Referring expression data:
————

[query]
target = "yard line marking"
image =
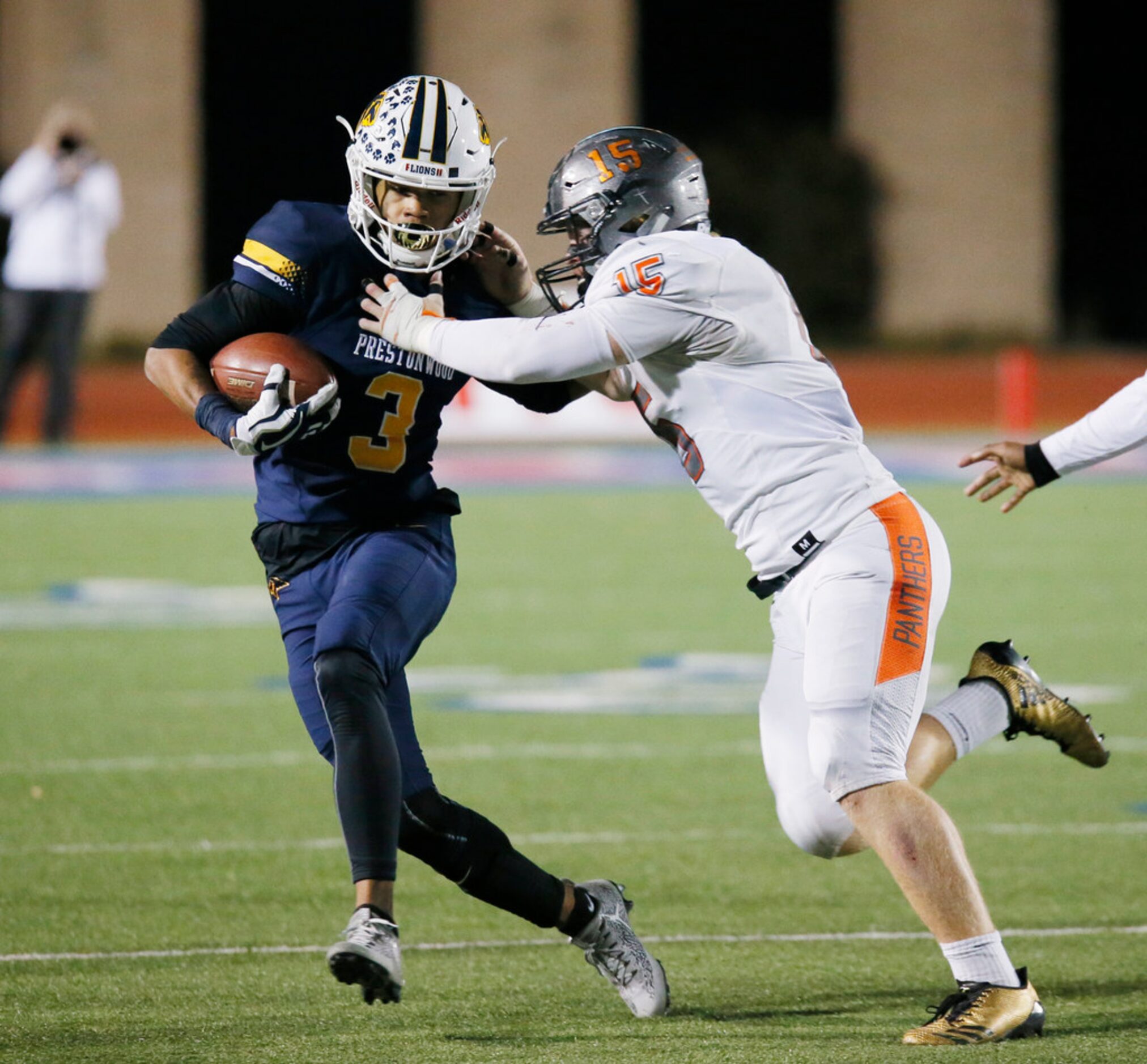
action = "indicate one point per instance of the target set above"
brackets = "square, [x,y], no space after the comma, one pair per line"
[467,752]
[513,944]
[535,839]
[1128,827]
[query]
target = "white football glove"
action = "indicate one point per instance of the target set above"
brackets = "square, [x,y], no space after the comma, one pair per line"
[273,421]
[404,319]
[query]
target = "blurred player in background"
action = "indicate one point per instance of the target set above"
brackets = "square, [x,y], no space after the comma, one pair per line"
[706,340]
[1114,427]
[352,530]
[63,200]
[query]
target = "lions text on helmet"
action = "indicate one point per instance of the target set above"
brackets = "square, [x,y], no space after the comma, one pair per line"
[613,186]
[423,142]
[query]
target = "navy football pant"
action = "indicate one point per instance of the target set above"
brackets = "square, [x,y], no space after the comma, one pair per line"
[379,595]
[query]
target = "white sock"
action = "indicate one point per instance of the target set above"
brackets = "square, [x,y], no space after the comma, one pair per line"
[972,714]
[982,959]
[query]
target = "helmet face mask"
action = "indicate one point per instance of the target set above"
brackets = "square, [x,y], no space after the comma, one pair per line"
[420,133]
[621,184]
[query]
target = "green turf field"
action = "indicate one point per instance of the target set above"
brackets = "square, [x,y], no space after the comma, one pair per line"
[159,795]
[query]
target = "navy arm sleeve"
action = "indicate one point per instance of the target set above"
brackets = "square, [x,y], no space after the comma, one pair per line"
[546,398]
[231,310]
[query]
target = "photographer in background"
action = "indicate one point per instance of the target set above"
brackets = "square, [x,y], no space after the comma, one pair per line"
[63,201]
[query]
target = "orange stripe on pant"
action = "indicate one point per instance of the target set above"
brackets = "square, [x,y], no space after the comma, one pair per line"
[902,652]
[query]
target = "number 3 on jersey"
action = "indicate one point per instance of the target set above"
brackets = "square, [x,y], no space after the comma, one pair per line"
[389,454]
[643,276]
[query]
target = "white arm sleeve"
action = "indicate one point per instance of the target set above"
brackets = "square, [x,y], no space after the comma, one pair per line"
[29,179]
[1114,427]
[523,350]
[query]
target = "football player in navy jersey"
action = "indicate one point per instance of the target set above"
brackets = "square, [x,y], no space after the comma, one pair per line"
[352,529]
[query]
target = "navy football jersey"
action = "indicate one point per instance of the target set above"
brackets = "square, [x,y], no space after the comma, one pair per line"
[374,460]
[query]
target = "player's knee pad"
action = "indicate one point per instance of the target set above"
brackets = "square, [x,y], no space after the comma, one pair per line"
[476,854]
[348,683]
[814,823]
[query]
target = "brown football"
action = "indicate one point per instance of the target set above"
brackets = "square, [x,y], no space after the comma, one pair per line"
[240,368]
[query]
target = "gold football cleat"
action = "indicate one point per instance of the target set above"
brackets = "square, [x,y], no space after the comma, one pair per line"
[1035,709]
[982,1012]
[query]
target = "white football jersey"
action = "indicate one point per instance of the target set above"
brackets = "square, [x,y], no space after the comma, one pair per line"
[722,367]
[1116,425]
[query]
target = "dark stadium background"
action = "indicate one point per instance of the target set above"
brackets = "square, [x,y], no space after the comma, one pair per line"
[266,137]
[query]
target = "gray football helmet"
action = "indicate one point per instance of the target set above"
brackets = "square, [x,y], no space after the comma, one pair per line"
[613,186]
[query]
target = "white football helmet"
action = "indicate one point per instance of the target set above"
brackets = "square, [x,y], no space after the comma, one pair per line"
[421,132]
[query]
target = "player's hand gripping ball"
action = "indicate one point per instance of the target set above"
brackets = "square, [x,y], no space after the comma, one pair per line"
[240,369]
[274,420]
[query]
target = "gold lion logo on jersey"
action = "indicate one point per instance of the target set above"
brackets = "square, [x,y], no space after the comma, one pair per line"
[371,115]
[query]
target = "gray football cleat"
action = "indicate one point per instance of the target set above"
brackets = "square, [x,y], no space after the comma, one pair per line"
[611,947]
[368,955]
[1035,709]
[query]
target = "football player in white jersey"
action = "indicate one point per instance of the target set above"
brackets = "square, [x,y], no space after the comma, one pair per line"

————

HOW TO COMPLETE THIS TASK: Nothing in the records should be changed in the copy, but the pictures must be left out.

SOLUTION TO THIS EXERCISE:
[query]
target = "yard line marking"
image =
action = "indicate one point per instance of the target set above"
brackets = "square, [x,y], no space after the comma, one pair per line"
[467,752]
[513,944]
[535,839]
[1128,827]
[query]
target = "white football glove"
action = "indicate one point per instance of the target set above"
brackets = "square, [x,y], no space after the comma, one pair per line"
[273,421]
[404,319]
[query]
target = "blurred player in background"
action = "indicate one point per instance of the target set above"
brackets = "square, [x,y], no space after the comma, one pair per line"
[706,340]
[1114,427]
[352,530]
[63,200]
[query]
target = "lions text on helmet"
action = "indicate one point per instance of the target set above"
brackets = "square, [x,y], no space after the comma, one pair per line"
[613,186]
[423,142]
[query]
target = "navy football pant"
action = "indicate one point per instance of the target set above"
brackets = "square, [x,y], no space after the comma, one pair per line"
[379,595]
[query]
target = "white sock"
action = "indicate one point per instance of the target set above"
brackets = "square, [x,y], no space after the comma, one pair per line"
[972,714]
[982,959]
[query]
target = "helmet face mask"
action = "indicate one point per instance of the target set above"
brackets = "square, [x,y], no space after the comma, one pair per line"
[420,133]
[621,184]
[query]
target = "green turf field"
action = "indicate one point per instance of the target set above"
brackets = "square, [x,y], no space after the comma, one pair per line"
[159,795]
[query]
target = "navy arm sleeve"
action = "indicate one point per instance of the target set above"
brackets = "square, [x,y], no space after the comma, one pair per line"
[546,398]
[231,310]
[query]
target = "photographer in background"
action = "indicate one point per instance of the target set above"
brackets = "square, [x,y], no space after the comma, one pair per line"
[63,201]
[query]
target = "orange stripe on pant"
action = "indicate one point per instance of the target set above"
brackets = "square, [x,y], no space after the comma, one pair per line"
[902,652]
[query]
target = "number 3 on jersey"
action = "indicate one point per instance of the target set above"
brackets = "square, [x,y], no space after the comma, one pair per line"
[389,454]
[643,276]
[query]
target = "white arm sleeve"
action = "indicate one point per instance of the target set above"
brackets = "square, [x,y], no space after the comma, one pair per line"
[29,179]
[1114,427]
[523,350]
[query]
target = "football player in navy jersey"
action = "indicate one point per instance of the target set above"
brackets = "square, [x,y], no space after the comma, one pair per line"
[352,529]
[query]
target = "navy football jersey"
action = "indicate one point per instance of the target set above"
brackets = "square, [x,y], no space after the comma, one pair per line"
[374,460]
[query]
target = "player's knee pad"
action = "indicate one point per instance of the target set above"
brackets = "square, [x,y], no space after the comma, one pair per line"
[476,854]
[348,683]
[814,823]
[query]
target = "brown football"
action = "indicate one point per instance of the target set above"
brackets = "square, [x,y], no space after the comma, one pair per line"
[240,368]
[query]
target = "gold football cleat"
action = "indicate one point per instance of the target set above"
brackets = "square, [x,y], no space after the comma, one pair per line"
[1035,709]
[982,1012]
[query]
target = "white football jersey"
action = "indicate one point per instance of the target set above"
brackets = "square, [x,y], no space after the comma, one pair per line"
[722,367]
[1116,425]
[query]
target = "dark stadium background"
action = "indicate one point per instance of the target set above"
brackets = "square, [x,y], no space after the comma, one pair per line"
[266,137]
[query]
target = "gray football helmet"
action = "indicate one point per instance of the target set above"
brackets = "square, [x,y], no space after the comma, one pair per line"
[613,186]
[query]
target = "white football helmet"
action = "indicate one point per instance of the target set above"
brackets = "square, [x,y], no space after the comma, one pair per line"
[421,132]
[query]
target = "player's hand gripping ball"
action = "indicate one point per instance of the target set above"
brackets = "square, [x,y], no space after the comma, one pair per line"
[240,369]
[274,420]
[query]
target = "gold lion logo on jersey"
action = "indicate one point per instance of the target set above"
brackets = "square, [x,y], no space after the comma, one pair per line"
[371,115]
[query]
target = "gray football cleat"
action = "indicate one point per instance of the target set above"
brackets = "square, [x,y], no space after the comma, one pair per line"
[611,947]
[368,955]
[1035,709]
[query]
target = "football player in white jersey"
action = "indicate one point per instance of the target set above"
brackets = "square, [x,y], no space after the comma, one pair per line"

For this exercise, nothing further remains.